▸ Text passage
□ □ □
🎙️ Speechy Go

A professional VS Code extension that converts your voice to text using Deepgram AI, enhances it with Google Gemini, and provides a standalone text improvement tool.

Installation • Features • Usage • Documentation • Contributing

✨ Features

🎙️ Voice Recording	🤖 AI Enhancement	📝 Text Enhancer
Capture audio with native tools or browser APIs	Improve transcription with Gemini AI	Dedicated tool for text improvement

🔄 Tabbed Interface	📋 Transcription History	⌨️ Keyboard Shortcuts
Separate tabs for different features	Auto-save with Edit, Copy, Insert, Delete	`Ctrl+Shift+Space` to toggle panel

🚀 Core Capabilities

Voice Recording: Capture audio directly with native tools or browser APIs
Speech-to-Text: Convert speech to text using Deepgram's Nova-2 model
Gemini AI Toggle: Opt-in to AI enhancement for speech-to-text (disabled by default)
□ □ □
▸ Data
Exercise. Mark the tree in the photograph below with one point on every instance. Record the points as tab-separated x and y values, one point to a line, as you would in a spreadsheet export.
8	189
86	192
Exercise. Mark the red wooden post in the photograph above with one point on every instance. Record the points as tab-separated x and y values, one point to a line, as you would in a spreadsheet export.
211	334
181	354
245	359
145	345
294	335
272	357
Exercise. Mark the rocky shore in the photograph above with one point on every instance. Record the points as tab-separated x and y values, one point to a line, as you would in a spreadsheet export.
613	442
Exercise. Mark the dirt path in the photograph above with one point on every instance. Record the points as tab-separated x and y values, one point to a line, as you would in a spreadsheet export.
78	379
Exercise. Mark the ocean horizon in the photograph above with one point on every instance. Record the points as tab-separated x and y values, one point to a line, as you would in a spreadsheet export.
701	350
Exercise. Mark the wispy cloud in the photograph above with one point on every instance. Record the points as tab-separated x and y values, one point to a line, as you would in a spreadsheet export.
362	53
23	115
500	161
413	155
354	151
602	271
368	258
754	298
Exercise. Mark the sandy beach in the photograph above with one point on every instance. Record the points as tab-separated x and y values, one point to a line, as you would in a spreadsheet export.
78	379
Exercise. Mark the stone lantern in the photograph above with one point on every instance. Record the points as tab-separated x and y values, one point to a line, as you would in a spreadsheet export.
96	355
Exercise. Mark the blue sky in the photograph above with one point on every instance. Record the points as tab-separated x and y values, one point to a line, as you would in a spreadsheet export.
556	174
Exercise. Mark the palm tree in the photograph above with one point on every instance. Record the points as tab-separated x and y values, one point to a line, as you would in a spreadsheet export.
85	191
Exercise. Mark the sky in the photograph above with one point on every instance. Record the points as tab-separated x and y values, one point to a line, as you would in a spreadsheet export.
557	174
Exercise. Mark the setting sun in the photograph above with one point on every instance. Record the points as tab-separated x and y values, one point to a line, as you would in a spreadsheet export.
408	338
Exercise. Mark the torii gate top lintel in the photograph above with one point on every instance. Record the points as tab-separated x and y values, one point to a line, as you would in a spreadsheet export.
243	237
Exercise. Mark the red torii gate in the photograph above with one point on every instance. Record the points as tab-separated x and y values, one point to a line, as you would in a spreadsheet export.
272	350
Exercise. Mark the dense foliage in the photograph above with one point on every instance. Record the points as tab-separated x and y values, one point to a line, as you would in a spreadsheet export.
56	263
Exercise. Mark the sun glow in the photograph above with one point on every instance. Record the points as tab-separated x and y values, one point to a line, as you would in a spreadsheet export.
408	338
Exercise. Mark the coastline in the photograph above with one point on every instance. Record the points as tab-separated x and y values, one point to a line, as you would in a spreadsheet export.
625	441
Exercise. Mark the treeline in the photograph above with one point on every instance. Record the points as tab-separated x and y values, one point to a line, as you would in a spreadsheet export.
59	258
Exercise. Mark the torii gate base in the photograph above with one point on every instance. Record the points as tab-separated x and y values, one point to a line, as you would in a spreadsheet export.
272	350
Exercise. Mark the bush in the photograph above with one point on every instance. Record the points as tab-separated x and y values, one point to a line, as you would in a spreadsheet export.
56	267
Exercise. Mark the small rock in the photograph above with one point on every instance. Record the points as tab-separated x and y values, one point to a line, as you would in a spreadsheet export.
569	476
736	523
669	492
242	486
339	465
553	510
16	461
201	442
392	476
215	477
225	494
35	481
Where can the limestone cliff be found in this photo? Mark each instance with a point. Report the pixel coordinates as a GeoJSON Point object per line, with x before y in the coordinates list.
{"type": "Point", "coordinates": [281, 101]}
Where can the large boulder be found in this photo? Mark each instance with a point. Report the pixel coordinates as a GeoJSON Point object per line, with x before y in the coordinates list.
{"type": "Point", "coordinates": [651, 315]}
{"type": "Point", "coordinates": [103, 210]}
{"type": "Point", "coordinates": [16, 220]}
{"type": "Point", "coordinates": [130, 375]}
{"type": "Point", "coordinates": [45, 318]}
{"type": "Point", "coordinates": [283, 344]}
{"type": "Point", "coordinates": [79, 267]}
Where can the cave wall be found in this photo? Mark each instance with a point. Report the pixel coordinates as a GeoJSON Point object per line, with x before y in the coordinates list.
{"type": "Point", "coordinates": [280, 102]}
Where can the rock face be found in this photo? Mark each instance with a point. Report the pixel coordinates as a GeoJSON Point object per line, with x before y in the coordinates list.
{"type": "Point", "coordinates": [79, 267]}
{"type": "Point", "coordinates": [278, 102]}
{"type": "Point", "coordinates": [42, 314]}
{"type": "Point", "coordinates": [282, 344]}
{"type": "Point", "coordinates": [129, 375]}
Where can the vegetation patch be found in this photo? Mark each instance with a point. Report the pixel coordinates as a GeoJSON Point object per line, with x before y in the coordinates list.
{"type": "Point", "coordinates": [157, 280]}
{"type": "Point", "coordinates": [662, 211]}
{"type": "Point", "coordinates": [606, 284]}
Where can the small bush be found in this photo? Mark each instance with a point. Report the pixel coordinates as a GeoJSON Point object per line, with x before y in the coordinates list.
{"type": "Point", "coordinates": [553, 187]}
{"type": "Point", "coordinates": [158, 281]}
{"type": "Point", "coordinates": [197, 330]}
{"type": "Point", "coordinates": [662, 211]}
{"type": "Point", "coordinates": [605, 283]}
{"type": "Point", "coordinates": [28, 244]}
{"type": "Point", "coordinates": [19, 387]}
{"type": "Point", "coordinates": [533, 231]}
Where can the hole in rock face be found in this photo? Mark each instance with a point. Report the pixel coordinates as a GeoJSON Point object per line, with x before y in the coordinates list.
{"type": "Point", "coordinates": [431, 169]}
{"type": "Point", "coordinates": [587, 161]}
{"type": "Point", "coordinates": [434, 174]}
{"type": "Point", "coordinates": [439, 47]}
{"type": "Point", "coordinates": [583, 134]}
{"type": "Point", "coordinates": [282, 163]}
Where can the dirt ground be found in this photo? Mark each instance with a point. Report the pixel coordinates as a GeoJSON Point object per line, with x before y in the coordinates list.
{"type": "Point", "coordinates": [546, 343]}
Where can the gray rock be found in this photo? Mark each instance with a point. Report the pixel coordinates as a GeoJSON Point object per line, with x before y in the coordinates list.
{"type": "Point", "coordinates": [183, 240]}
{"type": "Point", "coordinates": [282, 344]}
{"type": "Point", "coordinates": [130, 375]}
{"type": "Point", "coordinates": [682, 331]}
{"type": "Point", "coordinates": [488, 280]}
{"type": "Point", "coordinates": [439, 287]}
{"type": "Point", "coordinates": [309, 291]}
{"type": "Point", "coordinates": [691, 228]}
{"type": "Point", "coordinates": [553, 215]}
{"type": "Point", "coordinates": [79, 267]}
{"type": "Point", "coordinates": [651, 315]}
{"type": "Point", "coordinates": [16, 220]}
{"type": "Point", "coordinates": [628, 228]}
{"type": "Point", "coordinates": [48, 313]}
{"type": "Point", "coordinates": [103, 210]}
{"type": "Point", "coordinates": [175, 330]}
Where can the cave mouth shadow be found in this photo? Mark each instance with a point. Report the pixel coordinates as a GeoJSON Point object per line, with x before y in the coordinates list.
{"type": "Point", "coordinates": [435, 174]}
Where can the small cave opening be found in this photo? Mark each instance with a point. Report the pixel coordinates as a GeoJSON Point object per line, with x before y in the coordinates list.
□ □ □
▸ Tasks
1 > According to the Speechy Go page, which Deepgram model converts speech to text?
2 > Reproduce the part of the Speechy Go page starting at "Voice Recording: Capture" and ending at "(disabled by default)".
3 > Carry on with the Speechy Go page, picking up after its last line.
None of the entries have anything to do with the Speechy Go page.

▸ Exercise results
1 > Deepgram's Nova-2 model.

2 >
Voice Recording: Capture audio directly with native tools or browser APIs
Speech-to-Text: Convert speech to text using Deepgram's Nova-2 model
Gemini AI Toggle: Opt-in to AI enhancement for speech-to-text (disabled by default)

3 >
AI Enhancement: Improve transcription with Gemini (punctuation, formatting)
Tabbed Interface: Separate tabs for Speech to Text and Text Enhancer
Transcription History: Automatically save results with support for Edit, Copy, Insert, and Delete
AI Text Enhancer: Dedicated tool to improve any text's punctuation, clarity, and tone
Linux Native: Uses arecord or parecord for reliable mic access on Linux
Keyboard Shortcut: Press Ctrl+Shift+Space (or Cmd+Shift+Space) to toggle the panel
Fork Compatible: Optimized for VS Code forks like Antigravity, Cursor, and Windsurf
Editor Integration: Automatically insert text at cursor position
Clipboard Support: Text is also copied to clipboard

🛠️ Tech Stack

Powered By:

📋 Prerequisites

Before using Speechy Go, you need:

1. Deepgram API Key ✅ (Required)

Sign up at Deepgram Console
Create an API key with "Usage" permissions

2. Google Gemini API Key ⭐ (Optional, but recommended)

Get one at Google AI Studio

📦 Installation

From VSIX Package

# Download the .vsix file from releases
# In VS Code: Extensions → ... menu → "Install from VSIX..."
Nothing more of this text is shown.